-------- Data to use --------

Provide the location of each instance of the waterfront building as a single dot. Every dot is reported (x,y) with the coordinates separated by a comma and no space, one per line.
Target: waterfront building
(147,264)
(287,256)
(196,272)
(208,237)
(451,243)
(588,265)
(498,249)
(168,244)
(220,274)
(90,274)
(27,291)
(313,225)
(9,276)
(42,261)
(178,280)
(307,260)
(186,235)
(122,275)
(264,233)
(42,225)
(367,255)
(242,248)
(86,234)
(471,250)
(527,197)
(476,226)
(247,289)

--------

| Task to complete |
Precisely as given, transcribe all of the entries above.

| Exercise output |
Provide the location of each instance of the waterfront building as a single dot. Every dot is reported (x,y) with the coordinates separated by a comma and no space, one per line.
Target: waterfront building
(147,264)
(287,256)
(196,272)
(208,237)
(451,243)
(588,265)
(498,249)
(168,244)
(220,274)
(90,274)
(27,291)
(313,225)
(9,276)
(42,261)
(178,280)
(307,260)
(186,235)
(122,275)
(264,233)
(42,225)
(367,255)
(242,248)
(86,234)
(471,250)
(527,197)
(476,226)
(247,289)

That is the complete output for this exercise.